(Data lines)
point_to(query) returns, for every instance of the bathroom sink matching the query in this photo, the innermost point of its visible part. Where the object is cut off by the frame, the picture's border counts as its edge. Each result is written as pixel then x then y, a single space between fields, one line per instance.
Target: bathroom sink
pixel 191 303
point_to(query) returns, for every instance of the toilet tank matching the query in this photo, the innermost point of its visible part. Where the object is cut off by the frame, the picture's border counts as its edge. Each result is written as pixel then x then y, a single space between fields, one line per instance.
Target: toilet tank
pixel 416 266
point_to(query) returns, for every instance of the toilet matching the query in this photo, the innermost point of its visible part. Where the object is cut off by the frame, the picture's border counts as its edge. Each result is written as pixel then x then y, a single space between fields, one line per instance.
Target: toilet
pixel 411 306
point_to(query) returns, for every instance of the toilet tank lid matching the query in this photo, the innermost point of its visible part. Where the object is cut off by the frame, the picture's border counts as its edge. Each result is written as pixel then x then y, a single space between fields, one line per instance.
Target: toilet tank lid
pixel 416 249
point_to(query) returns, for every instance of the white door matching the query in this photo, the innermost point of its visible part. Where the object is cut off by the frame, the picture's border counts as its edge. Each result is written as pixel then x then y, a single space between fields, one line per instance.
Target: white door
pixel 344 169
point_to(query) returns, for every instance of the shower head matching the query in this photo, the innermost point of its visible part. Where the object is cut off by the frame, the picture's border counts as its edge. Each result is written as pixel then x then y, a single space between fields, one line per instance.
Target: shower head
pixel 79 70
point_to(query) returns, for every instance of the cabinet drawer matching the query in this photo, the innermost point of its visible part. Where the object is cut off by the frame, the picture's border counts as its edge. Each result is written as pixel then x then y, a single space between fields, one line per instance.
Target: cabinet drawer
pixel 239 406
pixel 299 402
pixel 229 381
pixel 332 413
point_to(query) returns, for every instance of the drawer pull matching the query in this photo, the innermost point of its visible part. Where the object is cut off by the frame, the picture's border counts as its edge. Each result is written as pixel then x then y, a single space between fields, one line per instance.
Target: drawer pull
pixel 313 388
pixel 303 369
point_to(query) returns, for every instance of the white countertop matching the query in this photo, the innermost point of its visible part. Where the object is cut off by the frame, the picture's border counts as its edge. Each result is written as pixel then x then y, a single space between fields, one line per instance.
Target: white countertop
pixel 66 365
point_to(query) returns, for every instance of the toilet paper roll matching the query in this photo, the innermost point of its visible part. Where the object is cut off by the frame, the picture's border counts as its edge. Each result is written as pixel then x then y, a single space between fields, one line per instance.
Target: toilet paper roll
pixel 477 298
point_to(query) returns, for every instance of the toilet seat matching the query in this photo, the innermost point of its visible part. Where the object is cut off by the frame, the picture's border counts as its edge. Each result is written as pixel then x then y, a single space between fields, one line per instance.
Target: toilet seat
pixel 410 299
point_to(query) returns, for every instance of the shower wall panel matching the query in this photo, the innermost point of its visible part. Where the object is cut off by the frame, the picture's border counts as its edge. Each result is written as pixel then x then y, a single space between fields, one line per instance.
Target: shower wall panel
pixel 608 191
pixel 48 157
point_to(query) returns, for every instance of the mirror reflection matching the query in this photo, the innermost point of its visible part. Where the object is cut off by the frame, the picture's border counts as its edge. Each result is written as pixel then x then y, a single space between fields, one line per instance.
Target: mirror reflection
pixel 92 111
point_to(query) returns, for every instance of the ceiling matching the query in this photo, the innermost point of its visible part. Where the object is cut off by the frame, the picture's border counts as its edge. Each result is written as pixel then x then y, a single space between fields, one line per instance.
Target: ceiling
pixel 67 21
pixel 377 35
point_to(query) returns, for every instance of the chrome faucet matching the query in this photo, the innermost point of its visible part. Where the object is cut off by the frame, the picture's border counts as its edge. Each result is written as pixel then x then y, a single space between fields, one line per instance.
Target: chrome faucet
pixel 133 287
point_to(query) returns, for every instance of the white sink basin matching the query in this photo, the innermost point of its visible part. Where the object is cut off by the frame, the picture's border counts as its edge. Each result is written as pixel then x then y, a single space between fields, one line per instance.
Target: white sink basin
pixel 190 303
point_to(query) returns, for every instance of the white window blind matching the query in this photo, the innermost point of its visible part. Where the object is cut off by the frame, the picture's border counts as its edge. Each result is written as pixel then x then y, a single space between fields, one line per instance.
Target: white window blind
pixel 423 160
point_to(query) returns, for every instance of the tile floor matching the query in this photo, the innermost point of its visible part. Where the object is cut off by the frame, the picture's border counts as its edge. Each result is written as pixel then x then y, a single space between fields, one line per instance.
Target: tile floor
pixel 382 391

* [Instruction]
Output the rows verbatim, starting at the line containing "point_to(query) returns, for every instance of the white window" and ending after the line containing "pixel 423 160".

* [Solution for this exercise]
point_to(query) returns, for every instance of the white window blind matching the query in this photo, the innermost point of its visible part. Where the object is cut off by the frame, the picture's border counts as its edge. Each result is written as pixel then x then y, a single space between fields, one line per instance.
Target: white window blind
pixel 423 160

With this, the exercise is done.